**GIVEN DATA:**
════════════════════

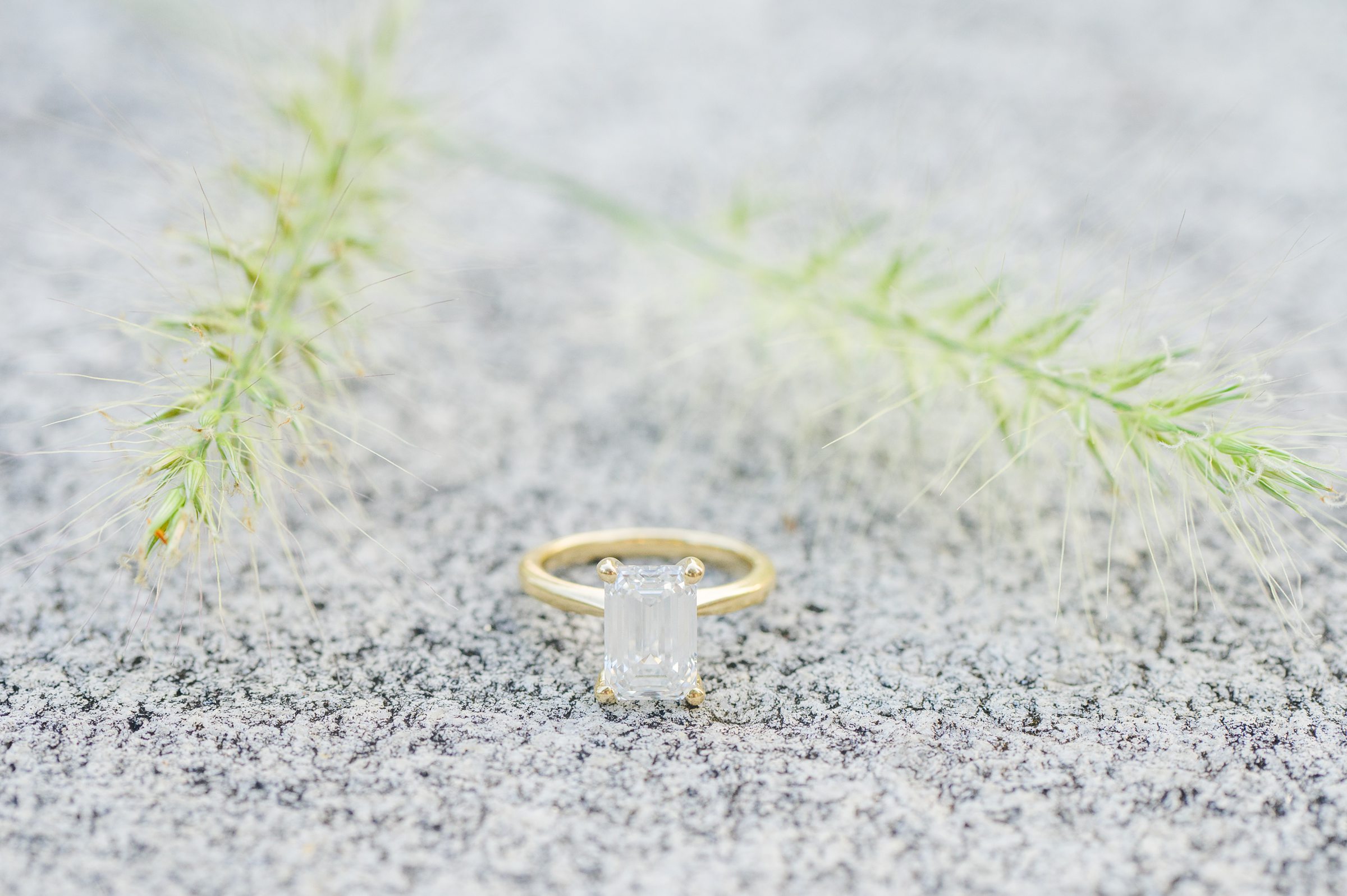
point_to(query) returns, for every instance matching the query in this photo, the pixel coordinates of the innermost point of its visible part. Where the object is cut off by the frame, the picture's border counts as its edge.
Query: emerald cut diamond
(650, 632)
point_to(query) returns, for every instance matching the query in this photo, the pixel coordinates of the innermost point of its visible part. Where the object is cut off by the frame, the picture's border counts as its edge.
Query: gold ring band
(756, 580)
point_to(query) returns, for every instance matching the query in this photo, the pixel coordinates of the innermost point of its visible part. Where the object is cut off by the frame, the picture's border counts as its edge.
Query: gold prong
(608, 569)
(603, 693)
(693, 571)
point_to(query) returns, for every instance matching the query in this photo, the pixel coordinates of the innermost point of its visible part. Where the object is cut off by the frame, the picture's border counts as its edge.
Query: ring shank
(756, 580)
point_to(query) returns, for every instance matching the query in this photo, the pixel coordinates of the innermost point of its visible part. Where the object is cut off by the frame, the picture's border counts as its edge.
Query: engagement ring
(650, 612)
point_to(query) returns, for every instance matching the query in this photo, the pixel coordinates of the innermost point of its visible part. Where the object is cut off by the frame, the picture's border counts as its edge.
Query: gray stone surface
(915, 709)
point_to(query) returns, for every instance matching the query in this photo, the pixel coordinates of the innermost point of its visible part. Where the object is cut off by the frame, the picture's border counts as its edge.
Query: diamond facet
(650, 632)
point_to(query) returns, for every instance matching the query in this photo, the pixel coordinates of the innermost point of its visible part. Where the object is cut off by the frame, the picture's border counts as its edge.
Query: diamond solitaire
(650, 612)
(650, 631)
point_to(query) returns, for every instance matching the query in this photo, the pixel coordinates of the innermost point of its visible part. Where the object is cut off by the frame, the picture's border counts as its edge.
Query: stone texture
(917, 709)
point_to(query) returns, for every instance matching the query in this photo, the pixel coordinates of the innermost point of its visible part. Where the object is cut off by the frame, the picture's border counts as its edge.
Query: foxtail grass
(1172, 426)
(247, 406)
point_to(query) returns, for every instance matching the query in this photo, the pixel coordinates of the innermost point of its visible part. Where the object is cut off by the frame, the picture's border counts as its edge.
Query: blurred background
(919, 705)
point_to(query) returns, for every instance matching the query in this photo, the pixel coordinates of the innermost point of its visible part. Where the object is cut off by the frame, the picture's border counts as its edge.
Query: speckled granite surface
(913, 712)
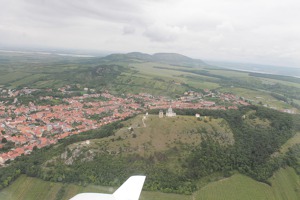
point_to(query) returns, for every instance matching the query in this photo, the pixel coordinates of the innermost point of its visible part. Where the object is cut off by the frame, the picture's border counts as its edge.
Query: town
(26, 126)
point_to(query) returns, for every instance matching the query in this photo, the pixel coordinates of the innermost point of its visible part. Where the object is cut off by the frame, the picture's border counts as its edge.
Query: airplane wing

════════════════════

**WORK ITEM:** What is needed is every line of the data above, set down exactly but with the images left out.

**EXERCISE ANSWER:**
point_to(query) returns, for every instance matching the query in this photo, the pixel coordinates of the innermost point of its visible part. Where the object is cut off by the frame, the picture's border counts as its edge.
Query: emerald cut diamond
(650, 632)
point_to(query) returns, for every instance matching the query in this photo, the pixel coordinates of the innermost point of its visible part. Where the object is cut off by the frame, the picture's border counts as its edge.
Query: gold ring band
(756, 580)
point_to(query) returns, for every instance matching the query in this photo, the pixel coordinates of the innermost point of its visible part. Where the object is cut off by the frame, the picture's border counts as its edge.
Query: gold prong
(608, 569)
(603, 693)
(693, 571)
point_to(query) returns, for every instance matching the query in this photo, the pixel coordinates of the innermost point of its visible part. Where the object is cut off by the frame, the picture's border counts as its edge.
Query: ring shank
(756, 580)
point_to(query) returns, for every instance matching the query in this photo, the pixel coordinates of the innermost point of its visible part. Where the object is cut off by the frame, the picture's border counts as its edge.
Query: engagement ring
(650, 612)
point_to(query) returns, for every instance matching the query in this photo, the pixel coordinates of the innermost point of its visible part. Where the object is cut off by the frame, the picture's border counts as its edge.
Query: gray stone surface
(915, 709)
point_to(query) returns, for every instance matching the query in this photo, the pixel coordinates of the innermost point of its visible part. Where the object is cut off by the frame, the picture's border counts as its edge.
Query: diamond facet
(650, 632)
point_to(query) returns, for every instance matching the query in this photo, the pixel coordinates of the innermost point of its visible part. Where the object is cut off by the frame, the picture's border counts as its edge.
Query: diamond solitaire
(650, 612)
(650, 631)
point_to(query) returns, for every instance matching the query in this photo, the pixel coordinates of the innermost point of its visible part. Where the object is cut off by the frame, the picture's border counts as its edge.
Query: stone texture
(917, 709)
point_to(query) returns, for every instance matching the query in this photo, the pixel coordinates of the innermost point of its visible part. Where the object is cut off by the frame, the picture's border counts as its edge.
Query: foxtail grass
(1172, 426)
(247, 406)
point_to(query) returns, for every instance matching the query in this photo, the pixel coordinates of the innermost point of its visible part. Where the object is cut off by the frame, the picture's border counts as its edge.
Query: blurred background
(919, 705)
point_to(query) returns, for every instance matching the query in this photo, the pixel coordinates of the innermost point of its visible part. Where the object is cut off by the frame, the picture's border counts as its edge.
Query: speckled granite surface
(913, 712)
point_to(query) returns, for every instance matching the query in this photo, the pixel coordinates of the innermost point of its visible part. Where the object is cut off by the frame, the picture's border counts as its edge.
Query: town
(26, 126)
point_to(query) returns, for every instance matching the query in this photo, the pixel coordinates of the innermost point of its visible part. Where the object is cut off by the frame, the picture's border counts as its edge.
Query: airplane wing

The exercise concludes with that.